> [WHAT YOU HAVE TO DO]: Your response should be every line of the data, written out exactly.

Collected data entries
━━━━━━

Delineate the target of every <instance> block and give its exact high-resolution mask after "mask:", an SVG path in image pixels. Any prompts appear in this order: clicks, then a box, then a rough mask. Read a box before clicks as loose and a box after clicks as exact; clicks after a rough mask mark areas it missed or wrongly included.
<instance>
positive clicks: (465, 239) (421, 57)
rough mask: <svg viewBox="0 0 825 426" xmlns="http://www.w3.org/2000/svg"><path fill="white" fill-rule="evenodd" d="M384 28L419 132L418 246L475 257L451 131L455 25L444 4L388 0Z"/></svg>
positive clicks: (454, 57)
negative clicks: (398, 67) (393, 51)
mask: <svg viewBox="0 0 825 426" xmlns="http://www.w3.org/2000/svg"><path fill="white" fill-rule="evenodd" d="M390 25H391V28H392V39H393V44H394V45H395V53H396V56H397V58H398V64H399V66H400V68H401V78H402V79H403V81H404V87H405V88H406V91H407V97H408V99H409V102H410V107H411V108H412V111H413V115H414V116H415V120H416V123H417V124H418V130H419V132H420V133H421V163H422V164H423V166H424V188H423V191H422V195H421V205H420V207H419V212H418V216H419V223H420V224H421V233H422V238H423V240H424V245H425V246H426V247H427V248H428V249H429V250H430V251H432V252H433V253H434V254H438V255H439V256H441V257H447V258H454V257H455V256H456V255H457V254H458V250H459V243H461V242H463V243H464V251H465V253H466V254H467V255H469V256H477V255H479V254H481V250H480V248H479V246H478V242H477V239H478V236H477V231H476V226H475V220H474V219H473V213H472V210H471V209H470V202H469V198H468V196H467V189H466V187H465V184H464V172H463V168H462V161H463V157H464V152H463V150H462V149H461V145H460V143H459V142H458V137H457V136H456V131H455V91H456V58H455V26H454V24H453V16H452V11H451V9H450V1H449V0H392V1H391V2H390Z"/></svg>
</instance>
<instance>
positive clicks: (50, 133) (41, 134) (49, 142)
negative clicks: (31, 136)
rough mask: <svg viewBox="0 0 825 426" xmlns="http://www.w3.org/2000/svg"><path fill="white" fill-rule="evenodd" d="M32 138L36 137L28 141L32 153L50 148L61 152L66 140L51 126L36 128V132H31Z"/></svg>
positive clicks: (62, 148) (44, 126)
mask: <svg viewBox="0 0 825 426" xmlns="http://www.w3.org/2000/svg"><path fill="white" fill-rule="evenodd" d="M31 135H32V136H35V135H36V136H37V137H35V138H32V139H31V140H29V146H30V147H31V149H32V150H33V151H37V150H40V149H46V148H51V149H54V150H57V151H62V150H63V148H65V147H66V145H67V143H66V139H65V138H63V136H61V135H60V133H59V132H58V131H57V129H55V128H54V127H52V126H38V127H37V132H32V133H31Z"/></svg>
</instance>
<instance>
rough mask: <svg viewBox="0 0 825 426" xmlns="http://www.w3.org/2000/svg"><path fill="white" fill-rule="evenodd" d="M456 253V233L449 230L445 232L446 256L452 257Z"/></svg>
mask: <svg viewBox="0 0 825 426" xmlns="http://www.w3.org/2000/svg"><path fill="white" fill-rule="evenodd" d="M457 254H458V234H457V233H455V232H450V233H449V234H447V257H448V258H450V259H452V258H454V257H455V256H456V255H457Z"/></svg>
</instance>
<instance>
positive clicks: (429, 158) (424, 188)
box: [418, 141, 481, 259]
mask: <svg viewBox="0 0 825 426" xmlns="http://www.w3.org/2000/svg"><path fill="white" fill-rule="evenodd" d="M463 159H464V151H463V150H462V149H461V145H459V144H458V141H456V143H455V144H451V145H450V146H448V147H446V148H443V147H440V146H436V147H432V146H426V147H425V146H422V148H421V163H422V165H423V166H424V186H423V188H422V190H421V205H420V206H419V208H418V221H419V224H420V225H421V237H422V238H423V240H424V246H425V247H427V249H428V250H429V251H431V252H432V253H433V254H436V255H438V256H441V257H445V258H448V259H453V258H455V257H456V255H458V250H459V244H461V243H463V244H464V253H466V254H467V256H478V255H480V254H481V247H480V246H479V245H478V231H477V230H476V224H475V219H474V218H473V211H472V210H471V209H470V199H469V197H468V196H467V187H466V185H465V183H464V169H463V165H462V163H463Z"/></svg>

━━━━━━

> [TASK RESPONSE]:
Delineate the target of every <instance> block and give its exact high-resolution mask after "mask:", an SVG path in image pixels. Any prompts appear in this order: clicks, then a box, then a rough mask. Read a box before clicks as loose and a box after clicks as exact; clicks after a rough mask mark areas it missed or wrongly included.
<instance>
positive clicks: (465, 239) (421, 57)
rough mask: <svg viewBox="0 0 825 426" xmlns="http://www.w3.org/2000/svg"><path fill="white" fill-rule="evenodd" d="M384 28L419 132L418 246L475 257L451 131L455 25L444 4L388 0Z"/></svg>
positive clicks: (454, 57)
negative clicks: (398, 67) (393, 51)
mask: <svg viewBox="0 0 825 426" xmlns="http://www.w3.org/2000/svg"><path fill="white" fill-rule="evenodd" d="M390 25H391V28H392V39H393V44H394V45H395V53H396V56H397V58H398V64H399V66H400V68H401V78H402V79H403V81H404V87H405V88H406V91H407V97H408V99H409V102H410V107H411V108H412V111H413V115H414V116H415V120H416V123H417V124H418V130H419V132H420V133H421V163H422V164H423V166H424V188H423V191H422V195H421V205H420V207H419V212H418V216H419V223H420V224H421V233H422V238H423V240H424V245H425V246H426V247H427V248H428V249H429V250H430V251H432V252H433V253H434V254H438V255H439V256H441V257H447V258H454V257H455V256H456V255H457V254H458V250H459V243H461V242H463V243H464V251H465V253H466V254H467V255H469V256H477V255H479V254H481V250H480V248H479V246H478V242H477V239H478V236H477V231H476V226H475V220H474V219H473V213H472V210H471V209H470V202H469V198H468V196H467V189H466V187H465V184H464V172H463V168H462V161H463V157H464V152H463V150H462V149H461V145H460V143H459V142H458V137H457V136H456V131H455V91H456V58H455V26H454V24H453V16H452V11H451V9H450V1H449V0H392V1H391V2H390Z"/></svg>
</instance>
<instance>
positive clicks: (50, 133) (41, 134) (49, 142)
negative clicks: (31, 136)
rough mask: <svg viewBox="0 0 825 426" xmlns="http://www.w3.org/2000/svg"><path fill="white" fill-rule="evenodd" d="M32 138L36 137L28 141L32 153L50 148L61 152L66 140L51 126L36 128V132H31Z"/></svg>
positive clicks: (62, 148) (44, 126)
mask: <svg viewBox="0 0 825 426" xmlns="http://www.w3.org/2000/svg"><path fill="white" fill-rule="evenodd" d="M31 135H32V136H35V135H36V136H37V137H35V138H32V139H31V140H29V146H30V147H31V149H32V150H33V151H37V150H40V149H46V148H51V149H54V150H57V151H62V150H63V148H65V147H66V145H67V143H66V139H65V138H63V136H61V135H60V133H59V132H58V131H57V129H55V128H54V127H52V126H38V127H37V132H32V133H31Z"/></svg>
</instance>
<instance>
rough mask: <svg viewBox="0 0 825 426" xmlns="http://www.w3.org/2000/svg"><path fill="white" fill-rule="evenodd" d="M456 253V233L449 230L445 232L446 256L452 257Z"/></svg>
mask: <svg viewBox="0 0 825 426" xmlns="http://www.w3.org/2000/svg"><path fill="white" fill-rule="evenodd" d="M457 254H458V234H457V233H455V232H450V233H449V234H447V257H448V258H450V259H452V258H454V257H455V256H456V255H457Z"/></svg>
</instance>
<instance>
positive clicks: (429, 158) (424, 188)
box: [418, 141, 481, 259]
mask: <svg viewBox="0 0 825 426" xmlns="http://www.w3.org/2000/svg"><path fill="white" fill-rule="evenodd" d="M463 159H464V151H463V150H462V149H461V145H459V144H458V141H456V143H455V144H451V145H450V146H448V147H446V148H443V147H440V146H436V147H432V146H426V147H425V146H422V148H421V163H422V165H423V166H424V186H423V188H422V190H421V205H420V206H419V208H418V221H419V224H420V225H421V237H422V238H423V240H424V246H425V247H427V249H428V250H429V251H431V252H432V253H433V254H436V255H438V256H441V257H445V258H448V259H453V258H455V257H456V255H458V250H459V244H461V243H463V244H464V253H466V254H467V256H478V255H480V254H481V247H480V246H479V245H478V231H477V230H476V224H475V219H474V218H473V211H472V210H471V209H470V199H469V197H468V196H467V187H466V185H465V183H464V169H463V165H462V163H463Z"/></svg>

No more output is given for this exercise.